## Problema breve
¿Puedes imprimir íntegro y sin ningún cambio el texto sobre El alumno aventajado y otros cuentos?

La omnipresencia de la muerte, como camino y como destino, unifica los tres relatos, muy diversos, que componen El alumno aventajado y otros cuentos, narraciones en las que el amor, por motivos distintos, resulta ajeno a las vidas de los personajes y carece, por tanto, de propiedades salvadoras, aunque eso habrá que matizarlo en el caso del tercero.

El tercero es nada menos que La leyenda del santo bebedor (1938), el célebre y póstumo cuento largo de Joseph Roth (1894-1939), que, curiosamente, está emboscado en la cubierta de esta edición de Nórdica en esa coletilla (“y otros cuentos”, sólo dos) que acompaña al título del primer relato.

Primero en todos los sentidos, ya que El alumno aventajado, si no el primero, debió de ser uno de los primeros cuentos publicados por el autor de Hotel Savoy (1924) y La marcha Radetzky (1932). Fechado en 1916, precede en el volumen a Barbara (1918), traducidos ambos por Alberto Gordo.

Estamos hablando, pues, de dos cuentos escritos por Roth en los alrededores de sus veinte años, cuando el escritor austrohúngaro había terminado sus estudios universitarios en Viena y en el tiempo, más o menos, de su participación en la I Guerra Mundial y de sus primeros trabajos periodísticos. No se había estrenado aún en la novela.

## Líneas proporcionadas
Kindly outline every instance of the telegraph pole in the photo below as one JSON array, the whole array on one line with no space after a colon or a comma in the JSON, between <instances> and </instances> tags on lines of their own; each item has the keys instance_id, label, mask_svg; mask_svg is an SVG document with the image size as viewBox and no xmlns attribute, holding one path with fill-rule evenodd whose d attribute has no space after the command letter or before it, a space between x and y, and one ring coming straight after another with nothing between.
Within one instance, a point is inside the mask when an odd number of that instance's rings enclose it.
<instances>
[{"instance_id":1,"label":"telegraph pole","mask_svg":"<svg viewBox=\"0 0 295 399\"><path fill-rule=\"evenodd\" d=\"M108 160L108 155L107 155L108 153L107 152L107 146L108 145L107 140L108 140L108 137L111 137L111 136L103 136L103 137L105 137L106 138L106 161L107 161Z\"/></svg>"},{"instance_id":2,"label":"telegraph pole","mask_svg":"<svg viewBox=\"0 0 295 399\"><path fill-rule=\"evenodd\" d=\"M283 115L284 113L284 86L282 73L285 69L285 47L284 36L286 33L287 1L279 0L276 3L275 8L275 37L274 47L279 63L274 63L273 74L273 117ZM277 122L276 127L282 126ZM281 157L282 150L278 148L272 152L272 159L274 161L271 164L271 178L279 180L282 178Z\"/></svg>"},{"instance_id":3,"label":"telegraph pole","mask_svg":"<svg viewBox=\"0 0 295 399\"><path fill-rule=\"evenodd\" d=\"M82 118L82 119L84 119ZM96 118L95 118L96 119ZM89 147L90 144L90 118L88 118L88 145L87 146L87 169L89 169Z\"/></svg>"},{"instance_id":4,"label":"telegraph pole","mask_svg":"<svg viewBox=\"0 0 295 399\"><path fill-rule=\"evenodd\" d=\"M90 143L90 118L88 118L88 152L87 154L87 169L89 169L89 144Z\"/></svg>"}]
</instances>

---

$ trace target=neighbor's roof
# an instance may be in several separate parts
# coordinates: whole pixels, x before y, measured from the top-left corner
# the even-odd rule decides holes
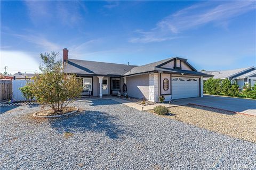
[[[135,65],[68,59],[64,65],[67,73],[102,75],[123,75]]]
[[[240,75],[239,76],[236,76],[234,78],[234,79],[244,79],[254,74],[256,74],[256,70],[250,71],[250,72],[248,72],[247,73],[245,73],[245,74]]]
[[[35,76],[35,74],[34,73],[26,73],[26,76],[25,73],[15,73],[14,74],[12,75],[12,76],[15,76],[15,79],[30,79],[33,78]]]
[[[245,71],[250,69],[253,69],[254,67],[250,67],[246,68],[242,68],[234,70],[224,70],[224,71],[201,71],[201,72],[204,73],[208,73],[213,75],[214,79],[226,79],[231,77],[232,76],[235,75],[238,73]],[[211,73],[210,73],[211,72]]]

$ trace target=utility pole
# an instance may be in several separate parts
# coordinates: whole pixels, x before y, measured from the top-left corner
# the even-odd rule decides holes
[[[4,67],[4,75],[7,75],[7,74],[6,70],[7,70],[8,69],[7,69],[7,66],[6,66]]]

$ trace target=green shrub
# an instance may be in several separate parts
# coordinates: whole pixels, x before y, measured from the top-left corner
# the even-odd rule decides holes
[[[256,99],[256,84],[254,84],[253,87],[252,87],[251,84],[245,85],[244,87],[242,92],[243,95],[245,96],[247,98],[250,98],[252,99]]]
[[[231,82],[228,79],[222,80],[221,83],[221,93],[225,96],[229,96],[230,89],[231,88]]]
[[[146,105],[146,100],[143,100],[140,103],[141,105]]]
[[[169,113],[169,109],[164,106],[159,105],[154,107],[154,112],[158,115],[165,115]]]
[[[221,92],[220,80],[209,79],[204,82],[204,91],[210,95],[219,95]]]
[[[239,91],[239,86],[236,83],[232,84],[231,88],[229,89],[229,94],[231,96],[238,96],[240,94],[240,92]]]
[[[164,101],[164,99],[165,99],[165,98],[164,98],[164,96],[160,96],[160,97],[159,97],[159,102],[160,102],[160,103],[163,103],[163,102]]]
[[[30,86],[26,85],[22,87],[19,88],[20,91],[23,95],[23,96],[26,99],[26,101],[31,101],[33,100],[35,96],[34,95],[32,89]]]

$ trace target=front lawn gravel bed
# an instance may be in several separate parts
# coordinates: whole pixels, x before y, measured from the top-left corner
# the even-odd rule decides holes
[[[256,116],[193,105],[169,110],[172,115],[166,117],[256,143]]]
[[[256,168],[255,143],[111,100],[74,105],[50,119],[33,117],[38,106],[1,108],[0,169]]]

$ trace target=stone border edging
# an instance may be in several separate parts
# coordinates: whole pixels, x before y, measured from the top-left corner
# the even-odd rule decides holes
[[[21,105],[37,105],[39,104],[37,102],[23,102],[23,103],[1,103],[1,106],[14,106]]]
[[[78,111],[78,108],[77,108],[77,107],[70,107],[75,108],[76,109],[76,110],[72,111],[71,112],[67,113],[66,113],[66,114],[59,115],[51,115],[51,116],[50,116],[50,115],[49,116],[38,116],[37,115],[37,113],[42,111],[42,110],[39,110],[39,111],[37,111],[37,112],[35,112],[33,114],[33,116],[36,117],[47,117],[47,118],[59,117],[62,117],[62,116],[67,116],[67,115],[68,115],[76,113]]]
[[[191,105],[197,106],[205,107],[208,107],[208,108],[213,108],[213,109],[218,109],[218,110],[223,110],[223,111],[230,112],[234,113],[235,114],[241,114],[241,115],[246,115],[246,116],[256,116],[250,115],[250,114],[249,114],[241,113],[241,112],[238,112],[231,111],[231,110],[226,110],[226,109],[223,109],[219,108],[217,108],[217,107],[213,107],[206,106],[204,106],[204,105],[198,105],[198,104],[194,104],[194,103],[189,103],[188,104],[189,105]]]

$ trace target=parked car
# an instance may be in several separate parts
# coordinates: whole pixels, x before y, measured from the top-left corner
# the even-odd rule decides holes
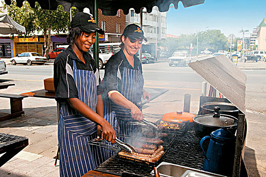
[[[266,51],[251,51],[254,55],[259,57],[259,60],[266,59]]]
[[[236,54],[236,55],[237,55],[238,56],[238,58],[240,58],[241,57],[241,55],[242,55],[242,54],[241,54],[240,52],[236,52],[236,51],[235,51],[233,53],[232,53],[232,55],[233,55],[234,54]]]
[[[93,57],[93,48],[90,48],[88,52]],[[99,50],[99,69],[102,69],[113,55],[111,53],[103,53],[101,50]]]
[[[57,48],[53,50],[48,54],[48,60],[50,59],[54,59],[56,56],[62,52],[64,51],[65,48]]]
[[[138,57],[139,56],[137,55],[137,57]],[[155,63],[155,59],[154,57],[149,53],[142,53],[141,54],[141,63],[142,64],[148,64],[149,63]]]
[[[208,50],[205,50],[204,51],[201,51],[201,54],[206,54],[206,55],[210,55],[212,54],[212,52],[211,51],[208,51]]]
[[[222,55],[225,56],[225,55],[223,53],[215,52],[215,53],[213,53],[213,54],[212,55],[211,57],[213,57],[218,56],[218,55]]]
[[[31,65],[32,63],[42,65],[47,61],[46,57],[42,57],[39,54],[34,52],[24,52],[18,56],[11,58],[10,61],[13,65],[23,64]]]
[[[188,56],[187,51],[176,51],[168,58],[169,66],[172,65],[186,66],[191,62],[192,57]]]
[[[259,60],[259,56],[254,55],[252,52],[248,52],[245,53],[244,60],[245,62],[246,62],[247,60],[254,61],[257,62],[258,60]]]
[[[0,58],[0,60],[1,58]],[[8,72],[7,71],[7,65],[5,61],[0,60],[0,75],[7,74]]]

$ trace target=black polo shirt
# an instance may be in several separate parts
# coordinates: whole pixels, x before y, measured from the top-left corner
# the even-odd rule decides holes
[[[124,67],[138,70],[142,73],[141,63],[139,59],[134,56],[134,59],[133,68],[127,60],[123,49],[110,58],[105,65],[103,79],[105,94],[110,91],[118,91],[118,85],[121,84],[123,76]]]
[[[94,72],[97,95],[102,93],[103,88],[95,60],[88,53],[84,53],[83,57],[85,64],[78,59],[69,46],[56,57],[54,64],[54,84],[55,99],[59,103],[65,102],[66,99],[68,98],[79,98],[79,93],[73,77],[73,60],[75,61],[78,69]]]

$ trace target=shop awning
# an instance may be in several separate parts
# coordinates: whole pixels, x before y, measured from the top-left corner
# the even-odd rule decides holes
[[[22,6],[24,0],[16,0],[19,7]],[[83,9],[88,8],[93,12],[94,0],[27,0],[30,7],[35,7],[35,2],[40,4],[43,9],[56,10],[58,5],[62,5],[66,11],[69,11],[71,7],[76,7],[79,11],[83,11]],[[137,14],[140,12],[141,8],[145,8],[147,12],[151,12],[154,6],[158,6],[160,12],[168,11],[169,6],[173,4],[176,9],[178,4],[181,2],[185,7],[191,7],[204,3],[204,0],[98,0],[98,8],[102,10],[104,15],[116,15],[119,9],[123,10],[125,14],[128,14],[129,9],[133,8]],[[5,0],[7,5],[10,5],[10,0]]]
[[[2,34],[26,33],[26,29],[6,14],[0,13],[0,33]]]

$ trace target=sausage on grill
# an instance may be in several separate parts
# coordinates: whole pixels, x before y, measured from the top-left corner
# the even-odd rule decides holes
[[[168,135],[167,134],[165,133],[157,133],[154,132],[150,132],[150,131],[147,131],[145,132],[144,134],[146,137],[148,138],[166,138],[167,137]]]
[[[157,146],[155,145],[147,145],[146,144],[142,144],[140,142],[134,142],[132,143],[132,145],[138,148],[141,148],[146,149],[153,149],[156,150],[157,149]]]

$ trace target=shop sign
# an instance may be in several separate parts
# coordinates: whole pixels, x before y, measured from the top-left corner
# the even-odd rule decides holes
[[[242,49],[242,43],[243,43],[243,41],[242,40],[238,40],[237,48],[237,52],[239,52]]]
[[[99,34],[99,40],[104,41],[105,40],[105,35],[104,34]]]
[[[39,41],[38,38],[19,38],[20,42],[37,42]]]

* * *

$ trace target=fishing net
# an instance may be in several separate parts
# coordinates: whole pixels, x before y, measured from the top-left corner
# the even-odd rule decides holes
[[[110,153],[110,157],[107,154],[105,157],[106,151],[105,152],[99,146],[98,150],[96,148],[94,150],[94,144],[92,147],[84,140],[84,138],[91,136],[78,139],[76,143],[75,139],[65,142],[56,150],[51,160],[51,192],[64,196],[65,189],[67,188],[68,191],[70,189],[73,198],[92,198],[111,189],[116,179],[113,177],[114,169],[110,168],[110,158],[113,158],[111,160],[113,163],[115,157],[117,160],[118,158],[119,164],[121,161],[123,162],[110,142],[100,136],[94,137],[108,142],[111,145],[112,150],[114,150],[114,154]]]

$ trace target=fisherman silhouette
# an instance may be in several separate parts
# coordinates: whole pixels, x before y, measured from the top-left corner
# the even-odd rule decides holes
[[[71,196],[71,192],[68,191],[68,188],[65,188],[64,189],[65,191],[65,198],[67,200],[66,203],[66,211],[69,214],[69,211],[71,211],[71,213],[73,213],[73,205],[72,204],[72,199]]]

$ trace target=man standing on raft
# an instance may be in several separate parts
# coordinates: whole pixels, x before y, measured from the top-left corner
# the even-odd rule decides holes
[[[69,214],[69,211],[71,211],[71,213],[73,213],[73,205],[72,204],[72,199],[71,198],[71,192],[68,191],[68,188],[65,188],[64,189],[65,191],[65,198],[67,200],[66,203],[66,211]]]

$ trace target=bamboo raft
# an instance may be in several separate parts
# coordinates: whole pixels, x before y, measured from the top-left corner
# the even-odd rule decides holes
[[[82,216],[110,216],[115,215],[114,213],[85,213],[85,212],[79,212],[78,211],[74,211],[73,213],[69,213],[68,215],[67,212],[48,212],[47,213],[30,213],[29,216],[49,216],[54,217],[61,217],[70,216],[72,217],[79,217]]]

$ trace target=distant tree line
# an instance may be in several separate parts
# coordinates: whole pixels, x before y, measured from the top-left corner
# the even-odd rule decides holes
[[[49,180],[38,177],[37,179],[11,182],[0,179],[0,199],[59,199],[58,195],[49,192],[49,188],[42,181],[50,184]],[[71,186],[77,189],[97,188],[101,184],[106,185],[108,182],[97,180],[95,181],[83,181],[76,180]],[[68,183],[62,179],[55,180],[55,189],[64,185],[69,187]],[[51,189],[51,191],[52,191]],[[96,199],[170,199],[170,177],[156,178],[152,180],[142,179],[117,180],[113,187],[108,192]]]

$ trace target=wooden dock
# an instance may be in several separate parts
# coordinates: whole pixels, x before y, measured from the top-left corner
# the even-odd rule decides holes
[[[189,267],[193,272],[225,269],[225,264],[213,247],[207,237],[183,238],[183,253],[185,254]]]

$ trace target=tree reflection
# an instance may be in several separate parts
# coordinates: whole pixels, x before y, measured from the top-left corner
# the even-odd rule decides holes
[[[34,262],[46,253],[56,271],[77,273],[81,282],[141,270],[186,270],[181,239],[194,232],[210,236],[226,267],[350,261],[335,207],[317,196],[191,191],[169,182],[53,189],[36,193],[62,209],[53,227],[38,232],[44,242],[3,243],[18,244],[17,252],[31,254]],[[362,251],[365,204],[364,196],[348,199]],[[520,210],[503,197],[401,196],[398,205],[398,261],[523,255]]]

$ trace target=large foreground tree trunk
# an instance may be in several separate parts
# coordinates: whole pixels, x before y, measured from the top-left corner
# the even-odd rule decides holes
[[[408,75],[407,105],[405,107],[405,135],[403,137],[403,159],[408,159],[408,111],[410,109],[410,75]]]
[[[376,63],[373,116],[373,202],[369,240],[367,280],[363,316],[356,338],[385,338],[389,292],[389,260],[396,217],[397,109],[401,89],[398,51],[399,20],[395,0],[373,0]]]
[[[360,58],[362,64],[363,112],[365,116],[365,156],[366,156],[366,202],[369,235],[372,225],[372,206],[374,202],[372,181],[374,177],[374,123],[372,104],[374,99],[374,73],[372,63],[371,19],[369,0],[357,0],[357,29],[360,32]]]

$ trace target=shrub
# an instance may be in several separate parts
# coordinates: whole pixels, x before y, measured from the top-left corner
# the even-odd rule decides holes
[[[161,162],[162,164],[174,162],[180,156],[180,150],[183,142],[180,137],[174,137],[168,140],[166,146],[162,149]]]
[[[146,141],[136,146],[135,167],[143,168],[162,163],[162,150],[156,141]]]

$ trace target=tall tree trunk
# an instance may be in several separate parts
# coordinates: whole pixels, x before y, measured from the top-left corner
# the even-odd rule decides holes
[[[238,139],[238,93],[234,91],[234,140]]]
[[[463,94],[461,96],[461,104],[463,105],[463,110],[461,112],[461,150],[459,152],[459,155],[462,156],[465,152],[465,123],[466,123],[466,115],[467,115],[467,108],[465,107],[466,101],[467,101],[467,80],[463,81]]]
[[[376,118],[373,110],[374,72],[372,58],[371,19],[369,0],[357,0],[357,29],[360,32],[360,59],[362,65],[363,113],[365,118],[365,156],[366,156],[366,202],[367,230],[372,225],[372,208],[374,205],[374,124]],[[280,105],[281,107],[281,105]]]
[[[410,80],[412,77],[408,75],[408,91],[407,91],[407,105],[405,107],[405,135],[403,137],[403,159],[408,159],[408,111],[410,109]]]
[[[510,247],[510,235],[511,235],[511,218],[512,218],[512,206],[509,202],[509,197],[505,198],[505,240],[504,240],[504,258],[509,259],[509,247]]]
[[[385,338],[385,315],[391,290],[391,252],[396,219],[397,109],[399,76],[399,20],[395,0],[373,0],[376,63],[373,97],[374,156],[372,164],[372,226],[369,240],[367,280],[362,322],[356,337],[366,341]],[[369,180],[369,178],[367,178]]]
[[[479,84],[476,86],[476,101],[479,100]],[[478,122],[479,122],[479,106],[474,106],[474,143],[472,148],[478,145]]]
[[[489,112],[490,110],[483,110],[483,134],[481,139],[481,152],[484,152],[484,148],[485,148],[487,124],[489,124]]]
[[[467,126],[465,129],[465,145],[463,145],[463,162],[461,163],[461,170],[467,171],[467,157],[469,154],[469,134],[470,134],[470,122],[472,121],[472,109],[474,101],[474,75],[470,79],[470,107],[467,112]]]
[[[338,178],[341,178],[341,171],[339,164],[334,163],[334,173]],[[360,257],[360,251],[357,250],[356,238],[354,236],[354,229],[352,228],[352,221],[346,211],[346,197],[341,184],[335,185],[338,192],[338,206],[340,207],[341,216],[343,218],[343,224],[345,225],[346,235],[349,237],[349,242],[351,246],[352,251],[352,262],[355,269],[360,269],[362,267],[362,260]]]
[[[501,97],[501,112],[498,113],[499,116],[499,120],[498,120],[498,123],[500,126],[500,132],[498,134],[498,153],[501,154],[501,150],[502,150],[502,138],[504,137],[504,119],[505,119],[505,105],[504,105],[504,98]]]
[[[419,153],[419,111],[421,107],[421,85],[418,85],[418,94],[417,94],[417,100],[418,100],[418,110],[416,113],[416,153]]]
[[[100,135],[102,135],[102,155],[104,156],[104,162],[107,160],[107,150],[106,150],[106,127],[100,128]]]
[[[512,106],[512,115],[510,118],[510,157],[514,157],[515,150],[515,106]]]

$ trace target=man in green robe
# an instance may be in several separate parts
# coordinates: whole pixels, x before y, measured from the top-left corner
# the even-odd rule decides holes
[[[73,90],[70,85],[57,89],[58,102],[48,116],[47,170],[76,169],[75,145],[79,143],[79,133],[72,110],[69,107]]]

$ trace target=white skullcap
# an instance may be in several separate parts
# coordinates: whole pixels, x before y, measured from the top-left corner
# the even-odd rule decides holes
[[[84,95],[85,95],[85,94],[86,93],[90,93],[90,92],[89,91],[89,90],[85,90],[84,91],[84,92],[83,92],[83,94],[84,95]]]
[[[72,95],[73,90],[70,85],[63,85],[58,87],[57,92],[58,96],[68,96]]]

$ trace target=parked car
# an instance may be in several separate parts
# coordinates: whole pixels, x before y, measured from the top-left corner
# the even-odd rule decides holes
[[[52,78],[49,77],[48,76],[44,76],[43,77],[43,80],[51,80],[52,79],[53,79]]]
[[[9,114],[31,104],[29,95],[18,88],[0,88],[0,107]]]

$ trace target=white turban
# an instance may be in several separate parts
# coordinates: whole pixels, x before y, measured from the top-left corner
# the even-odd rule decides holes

## Respuesta completa
La omnipresencia de la muerte, como camino y como destino, unifica los tres relatos, muy diversos, que componen El alumno aventajado y otros cuentos, narraciones en las que el amor, por motivos distintos, resulta ajeno a las vidas de los personajes y carece, por tanto, de propiedades salvadoras, aunque eso habrá que matizarlo en el caso del tercero.

El tercero es nada menos que La leyenda del santo bebedor (1938), el célebre y póstumo cuento largo de Joseph Roth (1894-1939), que, curiosamente, está emboscado en la cubierta de esta edición de Nórdica en esa coletilla (“y otros cuentos”, sólo dos) que acompaña al título del primer relato.

Primero en todos los sentidos, ya que El alumno aventajado, si no el primero, debió de ser uno de los primeros cuentos publicados por el autor de Hotel Savoy (1924) y La marcha Radetzky (1932). Fechado en 1916, precede en el volumen a Barbara (1918), traducidos ambos por Alberto Gordo.

Estamos hablando, pues, de dos cuentos escritos por Roth en los alrededores de sus veinte años, cuando el escritor austrohúngaro había terminado sus estudios universitarios en Viena y en el tiempo, más o menos, de su participación en la I Guerra Mundial y de sus primeros trabajos periodísticos. No se había estrenado aún en la novela.